PROMPT.
Every line from the one that includes "Shelf-audit ticket. Put a marker on every instance of the brown" to the end of the entries should be written out exactly, with the first and last included.

Referring expression data
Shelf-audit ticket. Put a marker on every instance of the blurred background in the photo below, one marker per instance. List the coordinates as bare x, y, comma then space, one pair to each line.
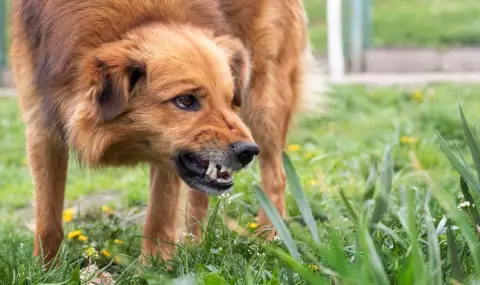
375, 36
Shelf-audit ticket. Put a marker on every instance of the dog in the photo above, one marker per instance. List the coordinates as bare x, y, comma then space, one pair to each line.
195, 88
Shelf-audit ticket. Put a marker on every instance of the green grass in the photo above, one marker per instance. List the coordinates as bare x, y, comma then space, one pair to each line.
371, 194
409, 23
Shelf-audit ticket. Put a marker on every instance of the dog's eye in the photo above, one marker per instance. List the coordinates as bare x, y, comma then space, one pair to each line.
186, 102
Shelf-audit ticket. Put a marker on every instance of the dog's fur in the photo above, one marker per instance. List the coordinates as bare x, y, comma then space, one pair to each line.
98, 78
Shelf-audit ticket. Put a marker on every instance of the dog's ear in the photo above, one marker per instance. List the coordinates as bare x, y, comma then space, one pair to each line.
114, 71
239, 62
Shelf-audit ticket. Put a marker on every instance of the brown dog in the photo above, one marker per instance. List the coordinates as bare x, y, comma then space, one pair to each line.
158, 81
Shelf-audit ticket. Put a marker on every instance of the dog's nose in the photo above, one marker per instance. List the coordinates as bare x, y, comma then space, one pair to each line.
245, 151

ANSWER.
Shelf-audit ticket. Put a marker on every instance of the brown dog in the photo above, one marker per instance. List the coordinates as bare x, y, comma then space, one pair to each line.
158, 81
Shelf-audit ticket. Put a marker on every instance of the dog's nose in the photo above, one marker per instance. List the coordinates as bare x, y, comma then space, one pair to each line.
245, 151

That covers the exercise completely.